▶ SOURCE DATA:
——————————

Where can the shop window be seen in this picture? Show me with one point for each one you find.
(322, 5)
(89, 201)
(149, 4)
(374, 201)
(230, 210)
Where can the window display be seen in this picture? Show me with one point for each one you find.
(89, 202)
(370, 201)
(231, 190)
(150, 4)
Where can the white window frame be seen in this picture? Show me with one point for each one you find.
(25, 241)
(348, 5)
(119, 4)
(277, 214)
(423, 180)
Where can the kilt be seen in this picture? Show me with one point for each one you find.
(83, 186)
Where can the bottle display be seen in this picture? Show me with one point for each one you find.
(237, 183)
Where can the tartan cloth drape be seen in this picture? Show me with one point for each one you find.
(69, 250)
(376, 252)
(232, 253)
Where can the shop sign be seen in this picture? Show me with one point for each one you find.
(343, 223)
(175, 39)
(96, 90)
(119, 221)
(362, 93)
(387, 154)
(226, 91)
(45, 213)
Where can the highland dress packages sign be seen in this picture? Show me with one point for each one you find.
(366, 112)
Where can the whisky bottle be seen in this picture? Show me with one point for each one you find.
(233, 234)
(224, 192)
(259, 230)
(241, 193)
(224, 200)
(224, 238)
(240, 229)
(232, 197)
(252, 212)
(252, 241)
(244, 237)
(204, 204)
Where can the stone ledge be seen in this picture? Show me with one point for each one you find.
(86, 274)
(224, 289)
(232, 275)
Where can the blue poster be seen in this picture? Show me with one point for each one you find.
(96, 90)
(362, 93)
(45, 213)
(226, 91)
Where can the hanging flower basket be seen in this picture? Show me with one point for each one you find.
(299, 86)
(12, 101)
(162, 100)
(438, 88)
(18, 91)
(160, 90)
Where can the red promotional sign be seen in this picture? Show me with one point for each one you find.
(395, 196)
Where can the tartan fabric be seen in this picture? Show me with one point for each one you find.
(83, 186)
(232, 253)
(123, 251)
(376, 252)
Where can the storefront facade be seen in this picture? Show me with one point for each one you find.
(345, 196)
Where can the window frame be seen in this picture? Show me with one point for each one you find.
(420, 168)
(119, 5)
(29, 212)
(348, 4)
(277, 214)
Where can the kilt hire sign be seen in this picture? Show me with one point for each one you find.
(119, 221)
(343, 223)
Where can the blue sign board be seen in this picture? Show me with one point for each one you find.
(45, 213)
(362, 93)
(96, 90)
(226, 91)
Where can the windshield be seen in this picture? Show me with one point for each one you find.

——————————

▶ WHAT YOU ARE ASKED TO DO: Starting at the line that contains "Where can the kilt hire", return every line through the last one above, exactly as written.

▶ RESPONSE:
Where can the kilt hire sign be seen in this picture? Show me with one point for each one you find.
(119, 221)
(343, 223)
Where can the blue sign board be seen in this picture? Show me with one point for each one you find.
(45, 213)
(362, 93)
(96, 90)
(226, 91)
Where can the windshield be seen in this picture? Show me with one point for each one you find.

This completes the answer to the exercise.